<<<<
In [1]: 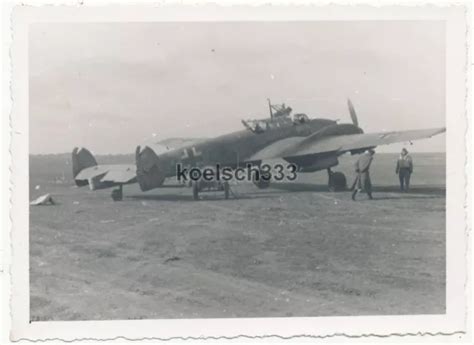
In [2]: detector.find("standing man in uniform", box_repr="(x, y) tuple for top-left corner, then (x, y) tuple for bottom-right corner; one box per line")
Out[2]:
(352, 149), (375, 201)
(395, 148), (413, 192)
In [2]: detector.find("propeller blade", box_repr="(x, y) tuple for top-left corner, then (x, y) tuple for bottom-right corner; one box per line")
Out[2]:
(347, 99), (359, 127)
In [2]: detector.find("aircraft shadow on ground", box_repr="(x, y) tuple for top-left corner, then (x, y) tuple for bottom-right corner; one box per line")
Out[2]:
(124, 182), (446, 202)
(124, 192), (276, 202)
(271, 182), (446, 199)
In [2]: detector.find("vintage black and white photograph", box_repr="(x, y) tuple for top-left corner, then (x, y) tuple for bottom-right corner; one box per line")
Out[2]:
(7, 2), (465, 342)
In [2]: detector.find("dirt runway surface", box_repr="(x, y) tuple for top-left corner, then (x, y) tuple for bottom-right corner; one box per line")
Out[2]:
(30, 154), (445, 320)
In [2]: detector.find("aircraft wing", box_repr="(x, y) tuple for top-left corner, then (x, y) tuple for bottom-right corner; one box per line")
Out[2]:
(248, 128), (446, 161)
(74, 164), (137, 190)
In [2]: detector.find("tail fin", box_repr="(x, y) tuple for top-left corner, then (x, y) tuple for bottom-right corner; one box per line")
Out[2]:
(72, 147), (97, 178)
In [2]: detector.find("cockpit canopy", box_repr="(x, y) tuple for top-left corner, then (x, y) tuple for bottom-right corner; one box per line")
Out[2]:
(293, 114), (309, 124)
(242, 102), (309, 133)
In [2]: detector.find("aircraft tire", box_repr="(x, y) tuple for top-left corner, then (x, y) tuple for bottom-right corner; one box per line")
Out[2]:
(253, 173), (271, 189)
(328, 171), (347, 192)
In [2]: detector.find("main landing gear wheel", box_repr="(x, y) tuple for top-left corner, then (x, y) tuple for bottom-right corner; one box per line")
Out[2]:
(192, 181), (199, 201)
(328, 169), (347, 192)
(222, 181), (230, 199)
(253, 171), (272, 189)
(111, 185), (123, 201)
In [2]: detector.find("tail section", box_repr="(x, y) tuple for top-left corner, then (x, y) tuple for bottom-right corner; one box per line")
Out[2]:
(72, 147), (97, 185)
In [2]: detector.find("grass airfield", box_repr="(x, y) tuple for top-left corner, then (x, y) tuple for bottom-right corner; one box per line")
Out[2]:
(30, 153), (446, 321)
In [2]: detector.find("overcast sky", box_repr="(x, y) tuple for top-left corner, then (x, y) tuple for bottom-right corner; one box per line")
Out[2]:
(29, 21), (445, 154)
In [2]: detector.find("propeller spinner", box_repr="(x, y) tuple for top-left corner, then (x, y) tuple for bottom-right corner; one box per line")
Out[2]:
(347, 99), (359, 127)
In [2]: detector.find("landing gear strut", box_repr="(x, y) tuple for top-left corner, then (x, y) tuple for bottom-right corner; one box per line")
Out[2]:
(192, 181), (230, 201)
(111, 185), (123, 201)
(328, 168), (347, 192)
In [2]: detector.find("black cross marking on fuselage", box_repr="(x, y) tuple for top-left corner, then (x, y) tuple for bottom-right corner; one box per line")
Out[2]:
(181, 146), (202, 161)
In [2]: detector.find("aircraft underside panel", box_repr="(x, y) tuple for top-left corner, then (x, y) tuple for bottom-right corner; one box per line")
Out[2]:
(285, 153), (339, 172)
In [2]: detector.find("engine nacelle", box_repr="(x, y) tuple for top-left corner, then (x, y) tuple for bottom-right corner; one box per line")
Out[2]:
(135, 146), (166, 191)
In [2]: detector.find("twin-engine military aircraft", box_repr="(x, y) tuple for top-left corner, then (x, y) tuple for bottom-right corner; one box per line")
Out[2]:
(72, 100), (446, 200)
>>>>
*Short problem*.
Please copy the data from its first line up to and including the line with "(7, 2), (465, 342)", leaving the pictures out.

*Task response*.
In [1]: 
In [2]: detector.find("standing man in uniform", box_repr="(x, y) tuple for top-left corner, then (x, y) tuple for bottom-right corner; one box per line")
Out[2]:
(352, 149), (375, 201)
(395, 148), (413, 192)
In [2]: detector.find("propeller blade", box_repr="(x, y) tuple for top-left corner, then (x, y) tuple for bottom-right corner; one box per line")
Out[2]:
(347, 99), (359, 127)
In [2]: detector.find("aircraft shadow on ground", box_repr="(x, y) tuple for top-left corner, then (x, y) tuple for bottom-right corner; one box per line")
Out[2]:
(124, 182), (446, 202)
(124, 192), (276, 202)
(271, 182), (446, 199)
In [2]: detector.find("vintage black and white photograph", box_repr="(x, y) tuple for top-left corner, then (x, y) tuple for bottom-right corner; one box per line")
Out[2]:
(7, 2), (465, 342)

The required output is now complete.